Take all the material and copy it exactly.

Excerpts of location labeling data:
___

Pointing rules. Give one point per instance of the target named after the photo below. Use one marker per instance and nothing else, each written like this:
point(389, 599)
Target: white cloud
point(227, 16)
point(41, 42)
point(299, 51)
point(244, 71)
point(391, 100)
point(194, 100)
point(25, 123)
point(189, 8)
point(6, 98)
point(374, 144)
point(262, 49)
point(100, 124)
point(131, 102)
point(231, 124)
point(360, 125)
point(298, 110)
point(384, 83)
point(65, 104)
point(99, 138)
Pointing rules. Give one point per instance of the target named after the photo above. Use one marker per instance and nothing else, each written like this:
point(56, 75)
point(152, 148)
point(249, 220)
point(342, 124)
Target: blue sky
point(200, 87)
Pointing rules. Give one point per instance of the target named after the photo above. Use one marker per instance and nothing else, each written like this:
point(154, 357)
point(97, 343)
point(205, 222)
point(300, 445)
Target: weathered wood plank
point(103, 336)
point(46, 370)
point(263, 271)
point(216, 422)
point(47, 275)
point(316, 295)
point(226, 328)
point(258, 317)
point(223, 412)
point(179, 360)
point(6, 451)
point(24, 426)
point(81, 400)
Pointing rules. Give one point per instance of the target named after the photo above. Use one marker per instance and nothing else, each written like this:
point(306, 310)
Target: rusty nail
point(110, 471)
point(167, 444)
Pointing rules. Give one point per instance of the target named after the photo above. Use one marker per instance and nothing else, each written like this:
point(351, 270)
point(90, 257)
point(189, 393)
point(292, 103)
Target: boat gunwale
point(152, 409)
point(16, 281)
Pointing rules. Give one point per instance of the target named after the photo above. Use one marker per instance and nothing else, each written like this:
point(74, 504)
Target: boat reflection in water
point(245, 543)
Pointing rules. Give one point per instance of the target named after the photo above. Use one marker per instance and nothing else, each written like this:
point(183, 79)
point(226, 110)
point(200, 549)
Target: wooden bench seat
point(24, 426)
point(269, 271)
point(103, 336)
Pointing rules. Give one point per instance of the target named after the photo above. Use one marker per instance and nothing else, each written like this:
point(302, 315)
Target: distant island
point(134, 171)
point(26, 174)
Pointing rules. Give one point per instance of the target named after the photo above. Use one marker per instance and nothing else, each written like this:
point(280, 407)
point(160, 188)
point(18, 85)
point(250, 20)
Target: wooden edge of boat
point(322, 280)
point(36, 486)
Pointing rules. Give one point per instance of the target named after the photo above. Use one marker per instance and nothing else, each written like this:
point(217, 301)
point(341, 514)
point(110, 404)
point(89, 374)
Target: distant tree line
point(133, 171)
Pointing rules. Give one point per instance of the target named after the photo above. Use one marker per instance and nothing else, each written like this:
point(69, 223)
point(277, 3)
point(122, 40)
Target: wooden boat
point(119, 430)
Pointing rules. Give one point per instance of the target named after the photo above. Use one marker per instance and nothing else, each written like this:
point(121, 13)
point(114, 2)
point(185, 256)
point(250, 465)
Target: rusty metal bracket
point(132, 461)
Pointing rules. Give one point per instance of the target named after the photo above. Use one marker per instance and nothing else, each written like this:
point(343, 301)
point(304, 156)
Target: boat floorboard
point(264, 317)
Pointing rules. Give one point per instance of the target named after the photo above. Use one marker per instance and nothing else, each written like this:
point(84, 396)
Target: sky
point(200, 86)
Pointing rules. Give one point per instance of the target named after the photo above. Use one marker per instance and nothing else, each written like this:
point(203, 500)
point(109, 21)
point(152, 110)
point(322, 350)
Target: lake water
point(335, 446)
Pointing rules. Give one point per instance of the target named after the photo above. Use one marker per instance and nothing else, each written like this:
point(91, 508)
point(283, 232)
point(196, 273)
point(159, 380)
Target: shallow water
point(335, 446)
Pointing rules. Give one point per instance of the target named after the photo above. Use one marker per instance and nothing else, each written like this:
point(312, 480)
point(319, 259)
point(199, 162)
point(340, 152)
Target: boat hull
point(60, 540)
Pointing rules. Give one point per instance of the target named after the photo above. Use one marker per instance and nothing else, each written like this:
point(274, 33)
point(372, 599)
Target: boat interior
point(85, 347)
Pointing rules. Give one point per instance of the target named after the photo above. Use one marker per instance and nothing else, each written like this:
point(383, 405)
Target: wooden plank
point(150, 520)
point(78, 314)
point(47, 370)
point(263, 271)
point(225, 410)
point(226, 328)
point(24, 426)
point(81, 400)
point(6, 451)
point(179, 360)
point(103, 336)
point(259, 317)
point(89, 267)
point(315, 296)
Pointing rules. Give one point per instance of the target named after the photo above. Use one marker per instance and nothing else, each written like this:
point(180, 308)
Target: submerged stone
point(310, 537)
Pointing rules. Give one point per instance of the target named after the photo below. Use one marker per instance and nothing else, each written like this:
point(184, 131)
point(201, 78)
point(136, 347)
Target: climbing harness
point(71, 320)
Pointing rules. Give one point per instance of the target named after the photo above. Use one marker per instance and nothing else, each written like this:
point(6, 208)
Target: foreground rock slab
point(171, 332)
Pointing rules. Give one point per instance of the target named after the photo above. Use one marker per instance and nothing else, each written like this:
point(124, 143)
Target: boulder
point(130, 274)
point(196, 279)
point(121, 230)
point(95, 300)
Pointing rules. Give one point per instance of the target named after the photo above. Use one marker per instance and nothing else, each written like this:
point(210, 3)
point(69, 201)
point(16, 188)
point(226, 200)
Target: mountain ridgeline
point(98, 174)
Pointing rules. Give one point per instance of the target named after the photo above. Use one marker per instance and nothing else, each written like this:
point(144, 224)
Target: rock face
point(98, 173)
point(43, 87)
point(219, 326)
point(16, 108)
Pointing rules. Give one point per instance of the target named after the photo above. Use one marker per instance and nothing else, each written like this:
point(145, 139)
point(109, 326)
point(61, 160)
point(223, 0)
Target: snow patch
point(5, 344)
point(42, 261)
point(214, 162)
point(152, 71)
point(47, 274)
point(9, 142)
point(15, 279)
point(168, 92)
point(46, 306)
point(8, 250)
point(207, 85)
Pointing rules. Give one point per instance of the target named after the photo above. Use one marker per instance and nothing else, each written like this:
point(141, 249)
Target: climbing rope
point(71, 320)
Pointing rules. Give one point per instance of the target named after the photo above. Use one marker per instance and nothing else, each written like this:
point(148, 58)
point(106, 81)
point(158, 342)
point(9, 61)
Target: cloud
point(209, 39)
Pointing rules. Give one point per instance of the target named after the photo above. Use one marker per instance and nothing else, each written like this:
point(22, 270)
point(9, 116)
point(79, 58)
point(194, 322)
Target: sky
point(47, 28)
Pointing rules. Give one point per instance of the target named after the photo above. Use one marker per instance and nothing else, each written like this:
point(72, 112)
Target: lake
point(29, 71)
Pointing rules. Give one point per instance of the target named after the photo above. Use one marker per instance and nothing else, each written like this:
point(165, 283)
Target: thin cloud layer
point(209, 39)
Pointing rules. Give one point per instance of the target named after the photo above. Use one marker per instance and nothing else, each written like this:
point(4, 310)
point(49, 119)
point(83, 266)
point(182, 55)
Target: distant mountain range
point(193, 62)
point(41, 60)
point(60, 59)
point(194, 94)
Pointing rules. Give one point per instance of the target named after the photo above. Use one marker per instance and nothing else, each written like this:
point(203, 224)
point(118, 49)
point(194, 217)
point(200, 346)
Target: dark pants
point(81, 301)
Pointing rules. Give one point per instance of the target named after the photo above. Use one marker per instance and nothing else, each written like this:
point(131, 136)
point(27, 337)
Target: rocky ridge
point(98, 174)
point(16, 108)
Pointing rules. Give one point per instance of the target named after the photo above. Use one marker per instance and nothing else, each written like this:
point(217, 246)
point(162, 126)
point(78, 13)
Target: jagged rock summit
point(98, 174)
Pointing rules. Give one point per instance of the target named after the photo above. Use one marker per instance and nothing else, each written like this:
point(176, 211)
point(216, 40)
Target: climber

___

> _Solution_:
Pointing rules. Give one point per instance of the target named after the photo below. Use one marker per instance and nothing else, each written like this:
point(389, 599)
Target: white cloud
point(227, 16)
point(41, 42)
point(299, 51)
point(244, 71)
point(391, 100)
point(194, 100)
point(25, 123)
point(189, 8)
point(6, 98)
point(374, 144)
point(262, 49)
point(100, 124)
point(131, 102)
point(231, 124)
point(360, 125)
point(298, 110)
point(384, 83)
point(65, 104)
point(99, 138)
Pointing rules. Give one point per instance of the target named after the photo above. Use one marker per instance and nothing else, each written like this:
point(56, 75)
point(152, 148)
point(249, 220)
point(342, 124)
Target: blue sky
point(200, 87)
Pointing rules. Give one point per instance of the target named after the photo above. Use one marker per instance and nothing else, each written like this:
point(154, 357)
point(97, 343)
point(205, 222)
point(300, 445)
Target: weathered wood plank
point(103, 336)
point(46, 370)
point(263, 271)
point(216, 422)
point(47, 275)
point(316, 295)
point(226, 328)
point(258, 317)
point(223, 412)
point(179, 360)
point(6, 451)
point(24, 426)
point(81, 400)
Pointing rules. Give one point per instance of the target named after the photo above. Use one marker per instance and nothing else, each written like this:
point(306, 310)
Target: rusty nail
point(110, 471)
point(167, 444)
Pointing rules. Give one point per instance of the target named after the photo above. Use one marker per instance and nothing else, each written like this:
point(351, 270)
point(90, 257)
point(189, 393)
point(292, 103)
Target: boat gunwale
point(152, 409)
point(16, 281)
Pointing rules. Give one point per instance of the target named after the photo above. Use one marker per instance and nothing else, each written like this:
point(74, 504)
Target: boat reflection in water
point(245, 543)
Pointing rules. Give one point per instance of the target named after the photo above. Use one marker per instance and nothing else, each written like this:
point(183, 79)
point(226, 110)
point(200, 549)
Target: wooden bench seat
point(24, 426)
point(269, 271)
point(103, 336)
Pointing rules. Give one point per instance of the target named after the photo above. Use one marker per instance and nothing else, each written like this:
point(302, 315)
Target: distant island
point(134, 171)
point(26, 174)
Pointing rules. Give one point per instance of the target named after the photo above. Use one marker per instance and nothing else, each written like this:
point(280, 407)
point(160, 188)
point(18, 85)
point(250, 20)
Target: wooden edge of boat
point(322, 280)
point(36, 486)
Pointing rules. Give one point per instance of the target named after the photo above. Use one marker per instance and nothing else, each written like this:
point(217, 301)
point(341, 514)
point(110, 404)
point(89, 374)
Target: distant tree line
point(133, 171)
Pointing rules. Give one point per instance of the target named after the photo above. Use one marker per instance and nothing else, each written like this:
point(69, 223)
point(277, 3)
point(122, 40)
Target: wooden boat
point(119, 430)
Pointing rules. Give one point per instance of the target named after the photo above. Use one marker per instance and nothing else, each written like this:
point(121, 13)
point(114, 2)
point(185, 256)
point(250, 465)
Target: rusty metal bracket
point(132, 461)
Pointing rules. Give one point per instance of the target named after the photo above. Use one marker per instance and nothing else, each written like this:
point(343, 301)
point(304, 156)
Target: boat floorboard
point(264, 317)
Pointing rules. Give one point per instance of the target named after the photo above. Use one marker per instance and nothing else, each written like this:
point(84, 396)
Target: sky
point(200, 86)
Pointing rules. Give one point per instance of the target named after the photo above. Use one marker per instance and nothing else, each written like this:
point(203, 500)
point(109, 21)
point(152, 110)
point(322, 350)
Target: lake water
point(335, 446)
Pointing rules. Give one point per instance of the target named after the photo above. Use one marker per instance and nothing else, each written like this:
point(91, 508)
point(283, 232)
point(196, 273)
point(159, 380)
Target: shallow water
point(335, 446)
Pointing rules. Give one point per instance of the target named after the photo above. Use one marker per instance and nothing else, each written like this:
point(312, 480)
point(319, 259)
point(199, 162)
point(340, 152)
Target: boat hull
point(60, 540)
Pointing rules. Give one point per instance of the target named after the photo above. Use one marker per instance and nothing else, each written like this:
point(274, 33)
point(372, 599)
Target: boat interior
point(85, 347)
Pointing rules. Give one point per instance of the target named after the photo above. Use one marker per instance and nothing else, each written like this:
point(383, 405)
Target: wooden plank
point(150, 520)
point(78, 314)
point(47, 370)
point(263, 271)
point(225, 410)
point(226, 328)
point(24, 426)
point(81, 400)
point(6, 451)
point(179, 360)
point(103, 336)
point(259, 317)
point(89, 267)
point(315, 296)
Pointing rules. Give one point per instance of the target named after the photo above. Use one marker per instance and nothing else, each written like this:
point(180, 308)
Target: submerged stone
point(310, 537)
Pointing rules. Give one point per instance of the target named after the photo below. Use one marker per instance and nothing else, each written like this:
point(184, 131)
point(201, 78)
point(136, 347)
Target: climbing harness
point(71, 320)
Pointing rules. Give one point per instance of the target named after the photo above. Use one marker per instance and nothing else, each written like this:
point(6, 208)
Target: foreground rock slab
point(171, 332)
Pointing rules. Give one point per instance of the target named after the photo above. Use one marker per instance and nothing else, each written like this:
point(124, 143)
Target: boulder
point(130, 274)
point(196, 279)
point(121, 230)
point(95, 300)
Pointing rules. Give one point per instance of the target named after the photo above. Use one marker per instance and nothing else, each written like this:
point(210, 3)
point(69, 201)
point(16, 188)
point(226, 200)
Target: mountain ridgeline
point(98, 174)
Pointing rules. Give one point per instance of the target named after the photo above. Use one marker per instance and nothing else, each written like this:
point(144, 224)
Target: rock face
point(98, 173)
point(43, 87)
point(219, 326)
point(16, 108)
Pointing rules. Give one point per instance of the target named after the photo above. Use one marker per instance and nothing else, each written like this:
point(145, 139)
point(109, 326)
point(61, 160)
point(223, 0)
Target: snow patch
point(5, 344)
point(42, 261)
point(214, 162)
point(152, 71)
point(47, 274)
point(9, 142)
point(15, 279)
point(168, 92)
point(46, 306)
point(8, 250)
point(207, 85)
Pointing rules. Give one point per instance of the target named after the photo above. Use one marker per instance and nothing else, each written like this:
point(141, 249)
Target: climbing rope
point(71, 320)
Pointing rules. Give one point per instance of the target named after the photo above. Use one marker per instance and nothing else, each written like this:
point(148, 58)
point(106, 81)
point(158, 342)
point(9, 61)
Target: cloud
point(209, 39)
Pointing rules. Give one point per instance of the target named after the photo above. Use one marker per instance and nothing else, each written like this:
point(22, 270)
point(9, 116)
point(79, 58)
point(194, 322)
Target: sky
point(47, 28)
Pointing rules. Give one point per instance of the target named after the photo above. Use one marker per instance and nothing else, each written like this:
point(72, 112)
Target: lake
point(29, 71)
Pointing rules. Give one point per instance of the target named after the photo above. Use one marker per instance and nothing else, each written like this:
point(165, 283)
Target: thin cloud layer
point(209, 39)
Pointing rules. Give one point per instance of the target named after the photo above. Use one marker per instance and nothing else, each written like this:
point(4, 310)
point(49, 119)
point(83, 266)
point(182, 55)
Target: distant mountain range
point(193, 62)
point(41, 60)
point(60, 59)
point(194, 94)
Pointing rules. Give one point per instance of the target named after the photo above. Use one marker per instance and nothing else, each written like this:
point(203, 224)
point(118, 49)
point(194, 217)
point(200, 346)
Target: dark pants
point(81, 301)
Pointing rules. Give one point per instance of the target named after the photo above. Use one marker per instance and nothing else, each written like this:
point(131, 136)
point(27, 337)
Target: rocky ridge
point(98, 174)
point(16, 108)
Pointing rules. Give one point per instance of the target named after the photo above. Use one marker per instance and nothing else, each written like this:
point(217, 246)
point(162, 126)
point(78, 13)
Target: jagged rock summit
point(98, 174)
Pointing rules. Give one point per instance of the target named after the photo above. Use one marker per instance and nothing else, each written like this:
point(176, 211)
point(216, 40)
Target: climber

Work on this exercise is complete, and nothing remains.